▸ **Consigne 1**
Renvoyez chaque ligne de la liste qui contient la chaîne « tree », en tenant compte de la casse.

▸ **Texte source**
Don Diego Garcia de Paredes est un capitaine espagnol, né à Trujillo (Estramadure) en mai 1466. Il fut le compagnon d'armes du Grand capitaine (Gonzalve de Cordoue),  et partagea ses exploits et sa gloire dans les Guerres d'Italie. En quittant ce pays, il alla retrouver Charles-Quint, dans l'armée duquel il combattit avec sa valeur ordinaire; mais il mourut peu après, des suites d'une chute de cheval (1530). Ce guerrier était d'une taille gigantesque et d'une force physique extraordinaire; pour la loyauté et la bravoure, il a été comparé à Bayard.

▸ **Consigne 2**
Reproduisez à l'identique le passage du texte sur Diego Garcia de Paredes qui commence à « Don Diego Garcia » et se termine à « comparé à Bayard. ».

▸ **Enregistrements du jeu de données**

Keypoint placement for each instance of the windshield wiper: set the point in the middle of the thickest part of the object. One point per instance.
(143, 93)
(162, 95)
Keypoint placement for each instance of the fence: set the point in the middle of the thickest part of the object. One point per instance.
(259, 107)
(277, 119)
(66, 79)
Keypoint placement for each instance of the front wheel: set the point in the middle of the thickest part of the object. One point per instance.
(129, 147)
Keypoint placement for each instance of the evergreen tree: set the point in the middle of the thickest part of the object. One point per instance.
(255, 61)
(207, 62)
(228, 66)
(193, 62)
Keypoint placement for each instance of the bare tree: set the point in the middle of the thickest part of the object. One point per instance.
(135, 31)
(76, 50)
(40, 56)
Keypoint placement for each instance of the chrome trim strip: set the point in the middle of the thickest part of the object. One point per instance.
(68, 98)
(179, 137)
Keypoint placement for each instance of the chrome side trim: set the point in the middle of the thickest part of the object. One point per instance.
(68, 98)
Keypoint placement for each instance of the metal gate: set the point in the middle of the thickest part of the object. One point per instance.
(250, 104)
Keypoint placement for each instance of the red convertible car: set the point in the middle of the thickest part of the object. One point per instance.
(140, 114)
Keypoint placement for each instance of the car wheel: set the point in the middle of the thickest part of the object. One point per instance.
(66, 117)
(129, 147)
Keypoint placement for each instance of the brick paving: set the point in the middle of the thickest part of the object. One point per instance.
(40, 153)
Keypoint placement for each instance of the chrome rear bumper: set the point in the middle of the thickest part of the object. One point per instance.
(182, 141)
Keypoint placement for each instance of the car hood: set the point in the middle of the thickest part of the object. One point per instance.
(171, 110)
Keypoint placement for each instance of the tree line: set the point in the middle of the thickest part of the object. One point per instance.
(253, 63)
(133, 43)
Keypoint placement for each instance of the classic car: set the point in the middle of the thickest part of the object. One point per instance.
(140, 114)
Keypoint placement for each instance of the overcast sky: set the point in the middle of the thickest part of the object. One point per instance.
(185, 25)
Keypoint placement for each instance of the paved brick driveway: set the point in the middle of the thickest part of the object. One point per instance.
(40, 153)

▸ **Résultat final 1**
Keypoint placement for each instance of the evergreen tree: set the point in the middle of the thickest part of the object. One point per instance.
Keypoint placement for each instance of the bare tree: set the point in the middle of the thickest part of the object. One point per instance.
Keypoint placement for each instance of the tree line: set the point in the middle of the thickest part of the object. One point per instance.

▸ **Résultat final 2**
Don Diego Garcia de Paredes est un capitaine espagnol, né à Trujillo (Estramadure) en mai 1466. Il fut le compagnon d'armes du Grand capitaine (Gonzalve de Cordoue),  et partagea ses exploits et sa gloire dans les Guerres d'Italie. En quittant ce pays, il alla retrouver Charles-Quint, dans l'armée duquel il combattit avec sa valeur ordinaire; mais il mourut peu après, des suites d'une chute de cheval (1530). Ce guerrier était d'une taille gigantesque et d'une force physique extraordinaire; pour la loyauté et la bravoure, il a été comparé à Bayard.